■ **Short task**: Find the line that contains "Target: textured ceiling"; then retype it and each line after it, exactly, through the final line of the data below.

** BEGIN Dataset extract **

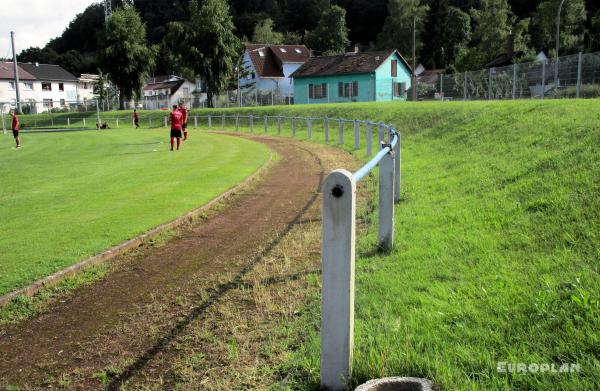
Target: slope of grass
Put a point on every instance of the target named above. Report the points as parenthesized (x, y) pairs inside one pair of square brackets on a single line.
[(67, 196), (497, 250)]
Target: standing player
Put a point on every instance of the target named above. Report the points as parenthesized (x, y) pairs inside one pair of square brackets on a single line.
[(176, 118), (15, 127), (183, 111)]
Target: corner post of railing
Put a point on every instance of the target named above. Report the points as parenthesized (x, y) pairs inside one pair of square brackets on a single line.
[(337, 306), (385, 237), (279, 125), (356, 135), (397, 168), (369, 139), (380, 133)]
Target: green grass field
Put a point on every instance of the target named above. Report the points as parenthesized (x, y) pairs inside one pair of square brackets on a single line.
[(67, 196), (497, 251)]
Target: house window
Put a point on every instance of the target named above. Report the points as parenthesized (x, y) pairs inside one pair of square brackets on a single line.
[(348, 90), (317, 91), (399, 89)]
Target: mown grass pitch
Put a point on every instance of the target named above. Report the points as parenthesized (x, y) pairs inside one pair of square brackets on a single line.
[(66, 196)]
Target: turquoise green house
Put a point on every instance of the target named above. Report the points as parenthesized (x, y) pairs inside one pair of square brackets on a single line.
[(352, 77)]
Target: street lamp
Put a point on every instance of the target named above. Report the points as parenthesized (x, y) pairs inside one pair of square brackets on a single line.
[(557, 43)]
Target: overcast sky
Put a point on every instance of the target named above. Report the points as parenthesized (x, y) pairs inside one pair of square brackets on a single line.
[(35, 22)]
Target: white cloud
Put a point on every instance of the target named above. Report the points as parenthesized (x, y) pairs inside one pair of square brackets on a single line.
[(36, 22)]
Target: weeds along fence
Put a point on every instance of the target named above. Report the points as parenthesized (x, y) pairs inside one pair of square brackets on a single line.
[(575, 76)]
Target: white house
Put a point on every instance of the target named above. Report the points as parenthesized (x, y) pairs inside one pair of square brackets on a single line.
[(162, 92), (269, 67)]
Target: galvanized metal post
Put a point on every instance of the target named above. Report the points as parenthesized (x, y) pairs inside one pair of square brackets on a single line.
[(543, 79), (338, 253), (356, 134), (279, 125), (385, 236), (579, 58), (514, 81), (369, 139), (397, 168)]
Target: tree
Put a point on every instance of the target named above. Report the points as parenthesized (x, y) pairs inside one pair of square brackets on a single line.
[(397, 32), (264, 33), (447, 30), (126, 57), (572, 25), (331, 35), (206, 43)]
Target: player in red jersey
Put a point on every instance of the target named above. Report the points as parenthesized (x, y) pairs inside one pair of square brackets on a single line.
[(176, 118), (15, 127), (183, 111)]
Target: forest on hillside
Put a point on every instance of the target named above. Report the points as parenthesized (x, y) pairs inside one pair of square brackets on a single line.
[(455, 35)]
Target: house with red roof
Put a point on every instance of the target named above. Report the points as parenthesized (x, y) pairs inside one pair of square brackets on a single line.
[(268, 67)]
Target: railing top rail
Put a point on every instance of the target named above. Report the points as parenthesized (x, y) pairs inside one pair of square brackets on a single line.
[(364, 170)]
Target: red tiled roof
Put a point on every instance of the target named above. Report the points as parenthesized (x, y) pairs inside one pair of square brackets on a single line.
[(366, 62), (271, 63), (7, 72)]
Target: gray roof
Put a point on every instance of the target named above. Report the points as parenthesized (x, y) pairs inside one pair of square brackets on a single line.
[(47, 72)]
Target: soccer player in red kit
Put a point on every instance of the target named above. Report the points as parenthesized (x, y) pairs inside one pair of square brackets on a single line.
[(176, 118), (183, 111), (15, 127)]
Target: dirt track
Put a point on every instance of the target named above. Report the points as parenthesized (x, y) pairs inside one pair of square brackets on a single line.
[(132, 315)]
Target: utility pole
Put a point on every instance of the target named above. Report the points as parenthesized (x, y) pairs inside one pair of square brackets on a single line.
[(414, 81), (557, 43), (16, 70)]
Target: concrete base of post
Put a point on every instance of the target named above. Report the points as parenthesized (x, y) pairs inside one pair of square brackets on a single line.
[(337, 306)]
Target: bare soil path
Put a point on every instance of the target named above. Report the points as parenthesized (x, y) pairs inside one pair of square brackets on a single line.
[(106, 334)]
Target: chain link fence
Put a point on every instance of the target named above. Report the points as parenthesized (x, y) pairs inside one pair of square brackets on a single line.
[(575, 76)]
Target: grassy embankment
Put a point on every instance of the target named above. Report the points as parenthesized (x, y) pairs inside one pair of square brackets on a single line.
[(497, 249), (67, 196)]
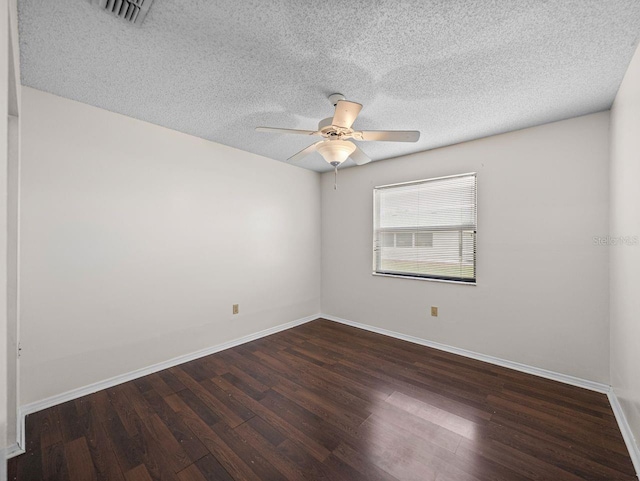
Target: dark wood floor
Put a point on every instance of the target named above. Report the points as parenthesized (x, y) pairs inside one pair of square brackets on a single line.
[(326, 401)]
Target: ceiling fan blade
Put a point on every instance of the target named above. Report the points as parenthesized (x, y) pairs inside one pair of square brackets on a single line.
[(346, 113), (276, 130), (389, 135), (304, 152), (359, 157)]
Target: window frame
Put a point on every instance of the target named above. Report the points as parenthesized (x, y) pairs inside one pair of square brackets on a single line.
[(418, 277)]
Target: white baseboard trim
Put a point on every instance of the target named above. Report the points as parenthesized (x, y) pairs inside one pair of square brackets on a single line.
[(536, 371), (130, 376), (625, 429)]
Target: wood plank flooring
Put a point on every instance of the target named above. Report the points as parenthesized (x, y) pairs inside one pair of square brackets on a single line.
[(327, 401)]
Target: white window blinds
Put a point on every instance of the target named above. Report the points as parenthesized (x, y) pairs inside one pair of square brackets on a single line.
[(426, 229)]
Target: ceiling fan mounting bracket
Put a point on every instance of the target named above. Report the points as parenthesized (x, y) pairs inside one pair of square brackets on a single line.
[(334, 98)]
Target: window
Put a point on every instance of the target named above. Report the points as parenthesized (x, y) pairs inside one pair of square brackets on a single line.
[(426, 229)]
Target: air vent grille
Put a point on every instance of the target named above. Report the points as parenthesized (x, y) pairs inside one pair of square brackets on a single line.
[(133, 11)]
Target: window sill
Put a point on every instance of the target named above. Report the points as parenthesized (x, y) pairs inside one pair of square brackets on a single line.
[(425, 279)]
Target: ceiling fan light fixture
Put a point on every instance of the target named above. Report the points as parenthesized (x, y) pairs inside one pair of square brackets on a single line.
[(336, 152)]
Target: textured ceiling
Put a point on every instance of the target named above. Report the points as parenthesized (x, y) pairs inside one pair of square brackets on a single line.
[(455, 70)]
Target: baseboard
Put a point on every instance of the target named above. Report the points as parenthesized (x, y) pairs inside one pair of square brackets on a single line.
[(23, 411), (536, 371), (625, 429)]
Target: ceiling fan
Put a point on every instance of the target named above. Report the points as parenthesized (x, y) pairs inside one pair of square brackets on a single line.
[(337, 131)]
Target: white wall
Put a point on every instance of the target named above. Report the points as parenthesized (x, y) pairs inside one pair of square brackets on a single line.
[(625, 258), (136, 240), (4, 111), (542, 297)]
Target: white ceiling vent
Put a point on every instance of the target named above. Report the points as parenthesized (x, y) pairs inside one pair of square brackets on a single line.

** END Dataset extract **

■ **Worked answer**:
Target: textured ceiling
Put a point on every instance of the target named above. Report the points as parenthesized (x, y) pairs inside one pair of square brackets on a single line.
[(455, 70)]
Target: baseboard
Put a point on every instance of the target named above. Report the points as parenthesized (x, y) pairs inside one pair of square brackets on a single line.
[(23, 411), (536, 371), (625, 429)]
Target: ceiling fan
Put a point on every instance of the target named above. Report the points as parenthesized (x, y) pairs inside one pair of square brackets on a single line.
[(337, 131)]
Target: white wall
Put a point on every instance of the target named above. Report the points as parenthesized (x, y) pairs inside one pair of square brackets on a single line.
[(625, 258), (136, 240), (4, 111), (542, 297)]
Target: white ceiling vent
Put a point on every instance of the target named above. Report the points as parenthesized (x, y) pairs inside one pair of square brackets on a single line.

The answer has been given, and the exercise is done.